INSTRUCTIONS FOR THE TASK: Report every line of the entries that contains the word "faucet".

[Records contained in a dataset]

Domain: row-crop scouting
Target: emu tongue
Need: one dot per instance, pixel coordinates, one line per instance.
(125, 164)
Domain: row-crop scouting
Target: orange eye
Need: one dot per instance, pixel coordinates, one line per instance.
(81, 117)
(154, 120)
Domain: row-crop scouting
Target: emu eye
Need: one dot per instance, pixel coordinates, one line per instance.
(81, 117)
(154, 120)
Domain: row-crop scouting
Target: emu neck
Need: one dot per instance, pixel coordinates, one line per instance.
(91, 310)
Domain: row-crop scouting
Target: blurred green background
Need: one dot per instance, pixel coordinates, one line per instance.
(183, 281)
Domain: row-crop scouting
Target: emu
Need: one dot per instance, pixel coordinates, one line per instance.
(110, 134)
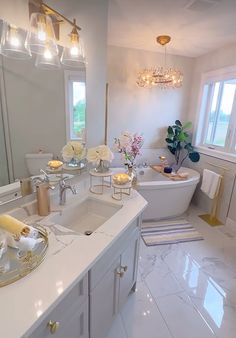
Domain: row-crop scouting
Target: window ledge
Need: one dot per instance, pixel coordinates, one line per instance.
(216, 153)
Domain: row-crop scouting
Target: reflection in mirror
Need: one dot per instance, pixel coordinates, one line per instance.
(41, 110)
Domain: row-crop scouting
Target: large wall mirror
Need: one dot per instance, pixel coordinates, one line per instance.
(40, 111)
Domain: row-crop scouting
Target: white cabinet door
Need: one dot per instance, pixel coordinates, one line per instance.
(104, 302)
(128, 268)
(77, 324)
(69, 319)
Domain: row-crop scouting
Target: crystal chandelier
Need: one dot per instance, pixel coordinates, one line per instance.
(163, 77)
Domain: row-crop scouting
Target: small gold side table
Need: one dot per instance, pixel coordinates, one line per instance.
(98, 189)
(121, 189)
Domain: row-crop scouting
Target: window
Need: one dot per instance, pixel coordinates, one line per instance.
(75, 87)
(217, 120)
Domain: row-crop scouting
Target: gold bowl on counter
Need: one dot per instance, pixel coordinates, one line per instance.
(55, 164)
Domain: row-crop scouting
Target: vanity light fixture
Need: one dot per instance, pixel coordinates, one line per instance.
(74, 55)
(13, 42)
(47, 60)
(162, 77)
(41, 34)
(41, 39)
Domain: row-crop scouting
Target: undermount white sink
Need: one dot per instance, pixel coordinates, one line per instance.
(86, 216)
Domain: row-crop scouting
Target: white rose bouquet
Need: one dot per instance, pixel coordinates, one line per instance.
(100, 153)
(73, 150)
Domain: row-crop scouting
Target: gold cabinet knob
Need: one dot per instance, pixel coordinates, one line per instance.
(124, 268)
(120, 273)
(53, 326)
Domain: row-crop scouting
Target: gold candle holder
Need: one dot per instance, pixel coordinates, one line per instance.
(121, 178)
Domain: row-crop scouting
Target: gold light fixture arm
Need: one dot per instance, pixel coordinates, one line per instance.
(39, 5)
(49, 10)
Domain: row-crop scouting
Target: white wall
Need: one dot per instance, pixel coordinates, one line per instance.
(36, 100)
(221, 58)
(148, 111)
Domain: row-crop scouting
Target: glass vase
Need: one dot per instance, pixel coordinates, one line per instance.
(131, 171)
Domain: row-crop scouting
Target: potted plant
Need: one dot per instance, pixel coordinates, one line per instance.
(179, 144)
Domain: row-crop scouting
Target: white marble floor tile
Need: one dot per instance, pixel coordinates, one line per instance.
(162, 282)
(185, 290)
(117, 330)
(182, 318)
(141, 316)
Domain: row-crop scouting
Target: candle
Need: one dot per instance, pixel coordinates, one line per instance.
(121, 178)
(55, 164)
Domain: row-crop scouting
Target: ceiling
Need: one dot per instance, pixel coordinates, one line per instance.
(196, 26)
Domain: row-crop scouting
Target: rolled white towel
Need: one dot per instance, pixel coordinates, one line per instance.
(211, 183)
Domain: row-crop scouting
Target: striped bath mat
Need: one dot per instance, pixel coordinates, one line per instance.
(169, 232)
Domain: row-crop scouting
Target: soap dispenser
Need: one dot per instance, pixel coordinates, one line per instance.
(43, 199)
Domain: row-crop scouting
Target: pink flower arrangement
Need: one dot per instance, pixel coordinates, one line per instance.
(129, 146)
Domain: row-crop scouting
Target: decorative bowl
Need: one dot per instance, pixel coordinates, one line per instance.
(55, 164)
(121, 178)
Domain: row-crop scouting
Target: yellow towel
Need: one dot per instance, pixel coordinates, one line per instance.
(12, 225)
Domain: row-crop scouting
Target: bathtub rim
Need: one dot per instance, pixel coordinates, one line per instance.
(170, 184)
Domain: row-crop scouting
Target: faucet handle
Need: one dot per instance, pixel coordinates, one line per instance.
(46, 177)
(74, 190)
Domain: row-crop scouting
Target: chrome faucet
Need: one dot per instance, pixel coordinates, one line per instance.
(45, 177)
(63, 186)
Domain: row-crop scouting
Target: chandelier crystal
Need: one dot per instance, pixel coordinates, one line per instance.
(162, 77)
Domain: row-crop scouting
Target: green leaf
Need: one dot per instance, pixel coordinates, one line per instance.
(187, 125)
(172, 150)
(178, 123)
(170, 130)
(188, 146)
(181, 136)
(194, 156)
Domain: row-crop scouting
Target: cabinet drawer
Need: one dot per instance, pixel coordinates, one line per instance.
(64, 311)
(102, 266)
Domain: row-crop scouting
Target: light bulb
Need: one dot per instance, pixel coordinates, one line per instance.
(42, 35)
(47, 54)
(14, 38)
(14, 41)
(74, 51)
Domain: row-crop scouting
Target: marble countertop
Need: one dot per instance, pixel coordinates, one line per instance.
(25, 303)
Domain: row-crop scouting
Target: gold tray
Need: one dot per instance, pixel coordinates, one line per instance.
(14, 267)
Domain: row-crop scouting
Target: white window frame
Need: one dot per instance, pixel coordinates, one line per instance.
(69, 77)
(227, 152)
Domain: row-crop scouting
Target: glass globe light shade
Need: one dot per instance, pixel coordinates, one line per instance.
(47, 60)
(74, 56)
(12, 43)
(41, 34)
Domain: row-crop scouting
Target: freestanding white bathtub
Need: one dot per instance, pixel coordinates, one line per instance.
(166, 198)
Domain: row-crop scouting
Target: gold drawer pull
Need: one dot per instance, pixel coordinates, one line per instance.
(120, 273)
(124, 268)
(53, 326)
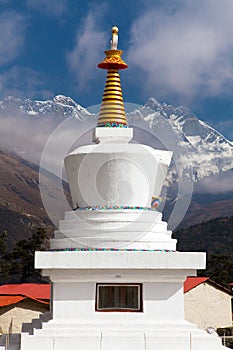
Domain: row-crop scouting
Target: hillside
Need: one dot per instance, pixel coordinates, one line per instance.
(214, 237)
(21, 207)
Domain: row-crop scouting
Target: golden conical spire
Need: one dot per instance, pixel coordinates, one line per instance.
(112, 111)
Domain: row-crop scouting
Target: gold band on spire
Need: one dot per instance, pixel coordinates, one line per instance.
(112, 112)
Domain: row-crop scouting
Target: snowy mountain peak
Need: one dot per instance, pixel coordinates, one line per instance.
(199, 150)
(60, 105)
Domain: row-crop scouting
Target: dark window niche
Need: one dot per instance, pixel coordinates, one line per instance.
(119, 297)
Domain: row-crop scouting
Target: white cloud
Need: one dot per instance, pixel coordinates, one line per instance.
(185, 51)
(22, 83)
(12, 29)
(51, 7)
(88, 48)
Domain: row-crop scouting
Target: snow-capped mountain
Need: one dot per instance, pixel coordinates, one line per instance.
(199, 150)
(59, 105)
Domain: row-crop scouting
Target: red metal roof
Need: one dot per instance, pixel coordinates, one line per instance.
(10, 299)
(192, 282)
(30, 290)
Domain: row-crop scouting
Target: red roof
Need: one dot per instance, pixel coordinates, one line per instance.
(30, 290)
(192, 282)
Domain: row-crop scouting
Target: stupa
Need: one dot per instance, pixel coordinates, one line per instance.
(117, 279)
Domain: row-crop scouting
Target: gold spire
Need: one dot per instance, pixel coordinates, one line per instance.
(112, 112)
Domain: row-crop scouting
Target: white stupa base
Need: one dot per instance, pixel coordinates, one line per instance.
(113, 228)
(164, 336)
(77, 325)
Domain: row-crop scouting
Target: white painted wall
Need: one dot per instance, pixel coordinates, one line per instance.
(161, 302)
(208, 306)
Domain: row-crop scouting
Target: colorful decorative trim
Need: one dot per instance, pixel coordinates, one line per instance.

TASK ANSWER:
Target: faucet handle
Target: chrome faucet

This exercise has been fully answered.